Problem to work on: The lines you need are those holding the word "collar"; pull them from the material.

Available data:

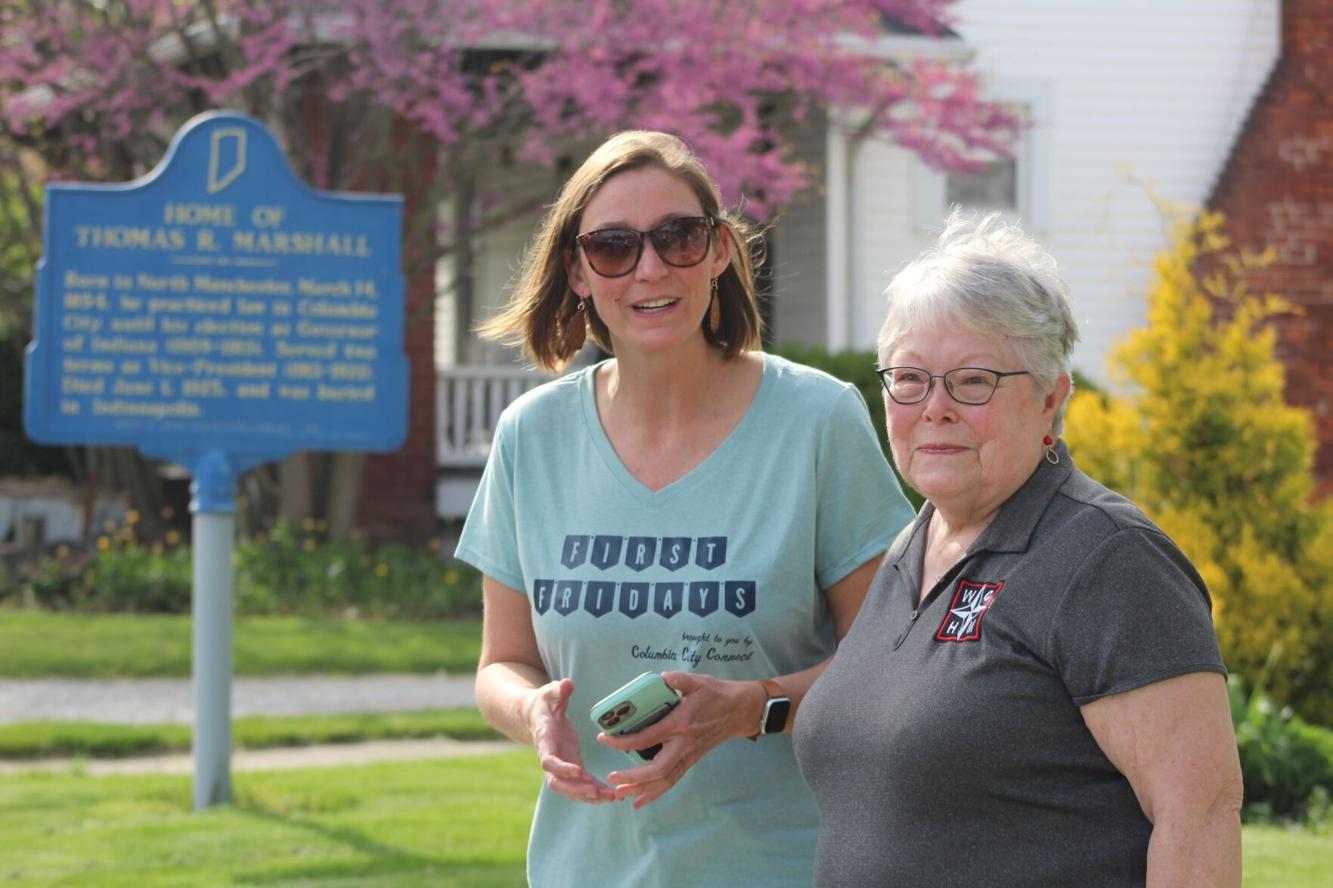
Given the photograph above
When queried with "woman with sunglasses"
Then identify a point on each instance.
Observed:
(691, 507)
(1032, 694)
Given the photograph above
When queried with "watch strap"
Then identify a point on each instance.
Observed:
(772, 691)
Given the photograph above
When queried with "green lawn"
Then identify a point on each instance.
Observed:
(455, 823)
(40, 644)
(95, 740)
(451, 823)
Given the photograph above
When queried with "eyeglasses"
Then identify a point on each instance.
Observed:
(615, 252)
(965, 384)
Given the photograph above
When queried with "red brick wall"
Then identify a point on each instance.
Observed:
(397, 490)
(1277, 190)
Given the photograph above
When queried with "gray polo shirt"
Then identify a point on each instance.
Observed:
(944, 743)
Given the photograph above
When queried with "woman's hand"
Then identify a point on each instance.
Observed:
(557, 746)
(711, 711)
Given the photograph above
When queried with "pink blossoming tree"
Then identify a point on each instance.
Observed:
(416, 96)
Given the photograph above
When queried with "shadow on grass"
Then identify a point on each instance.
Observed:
(388, 864)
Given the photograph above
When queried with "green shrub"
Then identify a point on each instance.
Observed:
(1287, 764)
(287, 572)
(1199, 436)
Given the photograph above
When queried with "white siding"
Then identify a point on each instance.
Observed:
(797, 251)
(1145, 98)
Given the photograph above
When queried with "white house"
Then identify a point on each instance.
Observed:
(1132, 102)
(1129, 99)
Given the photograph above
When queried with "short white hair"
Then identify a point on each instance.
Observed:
(987, 276)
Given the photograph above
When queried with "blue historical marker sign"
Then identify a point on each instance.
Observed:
(219, 307)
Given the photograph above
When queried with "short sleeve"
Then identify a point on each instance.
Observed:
(1136, 612)
(489, 539)
(860, 503)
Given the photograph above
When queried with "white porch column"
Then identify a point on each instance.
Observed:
(837, 240)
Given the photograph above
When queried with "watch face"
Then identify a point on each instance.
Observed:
(775, 716)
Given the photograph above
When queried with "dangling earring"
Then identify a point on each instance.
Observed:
(1051, 454)
(715, 312)
(576, 330)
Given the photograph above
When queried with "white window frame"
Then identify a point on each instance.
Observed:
(1032, 166)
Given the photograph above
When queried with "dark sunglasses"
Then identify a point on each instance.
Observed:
(615, 252)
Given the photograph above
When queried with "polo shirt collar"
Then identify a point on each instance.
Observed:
(1012, 528)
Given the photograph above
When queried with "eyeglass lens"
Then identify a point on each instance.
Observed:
(967, 384)
(615, 252)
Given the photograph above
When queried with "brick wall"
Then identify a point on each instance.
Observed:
(397, 490)
(1277, 190)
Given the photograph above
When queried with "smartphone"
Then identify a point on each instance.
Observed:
(635, 706)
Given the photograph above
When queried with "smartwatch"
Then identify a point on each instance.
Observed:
(777, 708)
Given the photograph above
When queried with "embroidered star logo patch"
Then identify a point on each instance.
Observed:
(971, 602)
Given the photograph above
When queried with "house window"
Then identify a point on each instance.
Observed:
(1016, 187)
(993, 187)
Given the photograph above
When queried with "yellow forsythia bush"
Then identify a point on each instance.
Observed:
(1200, 438)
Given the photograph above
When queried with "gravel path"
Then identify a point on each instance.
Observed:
(171, 700)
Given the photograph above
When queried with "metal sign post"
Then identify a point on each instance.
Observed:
(217, 314)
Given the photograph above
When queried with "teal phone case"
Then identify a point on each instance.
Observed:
(635, 706)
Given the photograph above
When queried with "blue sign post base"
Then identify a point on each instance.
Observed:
(213, 507)
(217, 314)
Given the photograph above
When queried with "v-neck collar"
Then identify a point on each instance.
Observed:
(695, 476)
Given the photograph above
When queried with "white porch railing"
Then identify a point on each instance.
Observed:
(468, 406)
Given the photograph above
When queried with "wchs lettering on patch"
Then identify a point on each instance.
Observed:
(971, 600)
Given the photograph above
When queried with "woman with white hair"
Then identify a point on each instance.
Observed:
(1032, 694)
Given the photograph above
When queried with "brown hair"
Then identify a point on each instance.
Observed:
(543, 304)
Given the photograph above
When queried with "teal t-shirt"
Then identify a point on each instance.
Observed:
(720, 572)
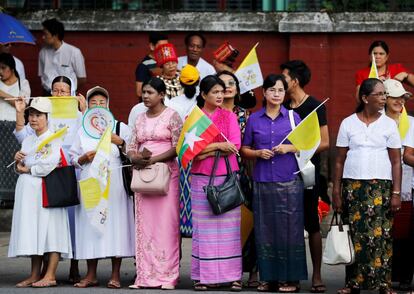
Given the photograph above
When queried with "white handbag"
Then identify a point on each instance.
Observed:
(152, 180)
(307, 172)
(338, 247)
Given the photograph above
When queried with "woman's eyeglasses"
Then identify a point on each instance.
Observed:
(230, 84)
(274, 91)
(380, 94)
(59, 92)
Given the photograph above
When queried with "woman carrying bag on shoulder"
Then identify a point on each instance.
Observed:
(216, 246)
(157, 214)
(367, 185)
(38, 231)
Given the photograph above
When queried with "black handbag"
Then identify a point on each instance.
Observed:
(60, 187)
(229, 194)
(126, 170)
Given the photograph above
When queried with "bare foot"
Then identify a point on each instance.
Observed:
(44, 283)
(27, 283)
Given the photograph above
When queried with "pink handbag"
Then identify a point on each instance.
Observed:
(152, 180)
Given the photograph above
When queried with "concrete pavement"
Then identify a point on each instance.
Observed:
(13, 270)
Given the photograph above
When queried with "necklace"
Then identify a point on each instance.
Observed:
(300, 102)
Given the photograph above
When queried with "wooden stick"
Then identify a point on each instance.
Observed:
(225, 138)
(11, 164)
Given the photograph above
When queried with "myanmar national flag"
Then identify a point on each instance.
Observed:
(198, 131)
(404, 123)
(373, 73)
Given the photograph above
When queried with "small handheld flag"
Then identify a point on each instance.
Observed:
(249, 73)
(404, 123)
(198, 131)
(373, 73)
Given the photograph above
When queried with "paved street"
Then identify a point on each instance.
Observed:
(15, 270)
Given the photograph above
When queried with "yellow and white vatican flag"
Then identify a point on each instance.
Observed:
(56, 135)
(95, 189)
(249, 73)
(306, 137)
(64, 107)
(404, 124)
(373, 73)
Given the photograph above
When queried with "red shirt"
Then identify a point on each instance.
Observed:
(391, 72)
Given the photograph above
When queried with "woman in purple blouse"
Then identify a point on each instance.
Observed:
(277, 192)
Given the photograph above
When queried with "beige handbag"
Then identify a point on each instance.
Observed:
(152, 180)
(339, 248)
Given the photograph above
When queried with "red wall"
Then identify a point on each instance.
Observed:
(111, 58)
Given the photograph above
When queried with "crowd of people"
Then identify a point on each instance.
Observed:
(372, 182)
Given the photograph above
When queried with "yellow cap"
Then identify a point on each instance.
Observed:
(189, 75)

Exercise output:
When queried with "polo shirt collar"
When queried with "v-neck collar"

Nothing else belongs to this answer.